▶ [Text segment]
Press Release
California Nurses Association celebrates new workplace protections from surgical smoke in hospitals signed into law by Gov. Newsom
New legislation mandates California’s Occupational Safety and Health Standards Board to adopt regulations to mandate removal of toxic surgical plumes in health facilities
California Nurses Association (CNA) celebrates Gov. Gavin Newsom’s signing of A.B. 1007, a bill that requires the development and adoption of enforceable workplace health and safety protections from surgical smoke in California hospitals, authored by Assemblymember Liz Ortega and sponsored by CNA, which has more than 120,000 members in the state. This important legislation is designed to protect health care workers from toxic airborne contaminants that pose a hazard to patients, nurses, and other health care professionals in operating rooms and other surgical settings.
“As an operating room nurse for more than three decades, I am so proud of the nurse advocacy that’s propelled California to take this critical action to protect health care professionals and patients from noxious, carcinogenic surgical plumes,” said CNA President Sandy Reding, RN and operating room nurse. “Mandating and improving workplace health and safety standards through legislation like A.B. 1007 ensures that California can retain skilled nursing staff at the bedside at a time when the industry-created staffing crisis is worsening. California regulators must rein in employer practices that expose us to unsafe working conditions and push nurses out of the profession.”
"I am thrilled Governor Newsom has signed our AB 1007 into law," said Assemblymember Ortega. "With these regulations, California will continue to prioritize the wellbeing of health care workers and patients, creating a safer health care environment for all."
Surgical plume, or smoke, is the toxic byproduct of laser and electrosurgery procedures that destroy human tissue. When tissue is cut, cauterized, or destroyed, the smoke or plume emits toxic gases and vapors which contain human tissue, carcinogens, blood, drug-resistant bacteria, fungi, viruses, pathogens, and even malignant cancerous cells. These surgical plumes may contain dozens of toxic chemicals and particulates, including infectious diseases and known carcinogens.
Health care professionals who are exposed to these plumes can suffer multiple health impacts such as eye, skin, and respiratory irritation, asthma, pneumonia, infectious disease transmission, and possibly even cancer.

Point localization data

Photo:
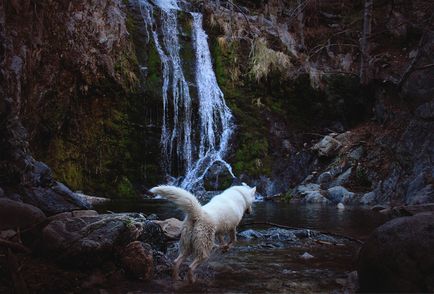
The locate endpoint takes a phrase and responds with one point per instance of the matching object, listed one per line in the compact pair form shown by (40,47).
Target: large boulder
(15,215)
(339,194)
(89,241)
(137,259)
(398,256)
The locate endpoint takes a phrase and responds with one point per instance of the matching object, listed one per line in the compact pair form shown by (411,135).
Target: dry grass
(264,60)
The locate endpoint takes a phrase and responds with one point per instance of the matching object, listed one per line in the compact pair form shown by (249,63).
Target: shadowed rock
(398,256)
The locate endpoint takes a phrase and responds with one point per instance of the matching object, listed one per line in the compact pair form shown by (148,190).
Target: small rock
(342,179)
(378,207)
(15,214)
(368,198)
(152,217)
(137,260)
(301,189)
(327,147)
(171,227)
(306,256)
(93,200)
(315,197)
(356,153)
(250,234)
(324,178)
(7,234)
(339,194)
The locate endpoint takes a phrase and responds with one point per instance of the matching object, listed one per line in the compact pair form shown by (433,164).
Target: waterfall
(196,151)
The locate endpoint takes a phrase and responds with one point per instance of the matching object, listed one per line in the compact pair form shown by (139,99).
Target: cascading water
(215,119)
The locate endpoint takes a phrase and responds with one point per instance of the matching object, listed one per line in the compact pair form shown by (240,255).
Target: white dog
(202,223)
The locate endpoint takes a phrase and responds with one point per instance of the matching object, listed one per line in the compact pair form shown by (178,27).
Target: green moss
(124,188)
(287,197)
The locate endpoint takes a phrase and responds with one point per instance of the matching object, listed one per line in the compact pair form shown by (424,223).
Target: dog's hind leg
(232,240)
(196,262)
(178,261)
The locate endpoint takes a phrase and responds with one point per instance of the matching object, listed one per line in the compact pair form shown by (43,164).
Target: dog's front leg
(232,240)
(178,262)
(196,262)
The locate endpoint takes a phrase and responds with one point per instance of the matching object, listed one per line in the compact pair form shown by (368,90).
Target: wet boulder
(315,197)
(339,194)
(398,256)
(327,147)
(15,215)
(91,240)
(368,198)
(137,260)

▶ [Task set]
a) According to the press release on surgical smoke, what do the toxic gases and vapors from a surgical plume contain? List every item it names.
b) Write the next part of the press release on surgical smoke, picking up after its final sentence.

▶ [Answers by task]
a)
- Human tissue
- Carcinogens
- Blood
- Drug-resistant bacteria
- Fungi
- Viruses
- Pathogens
- Malignant cancerous cells

b)
Fortunately, workplace protection from surgical smoke is relatively simple — a smoke evacuation device (also known as plume scavenging systems) can be used whenever electro- or laser surgery is performed and surgical smoke is generated.
A.B. 1007 specifically directs the California Occupational Safety and Health Administration (Cal/OSHA) to develop standards and the California’s Occupational Safety and Health Standards Board to consider for adoption an enforceable workplace standard to mandate removal of surgical plumes in health facilities. It would require the use of smoke evacuators that capture and neutralize surgical smoke at the site of origin before it makes contact with patients or health personnel.
CNA nurses have been advocating for legally mandated workplace protections from surgical smoke for nearly a decade. Gov. Newsom’s signing of A.B. 1007 comes after former Gov. Brown vetoed two similar bills in 2016 and 2017, and after the Cal/OSHA Standards Board unanimously granted CNA’s regulatory petition in 2017 to pass a similar standard, but has not progressed through the regulatory process.
“We have seen too many nurses needlessly become ill, some so seriously that it took years for them to recover, because they did not have the protections they needed as they cared for their patients,” said Reding. “It is my sincerest hope that with these new regulations, nurses and others will no longer lose their ability to work or face serious illness as they provide much needed care. This is an important victory for nurses and patients.”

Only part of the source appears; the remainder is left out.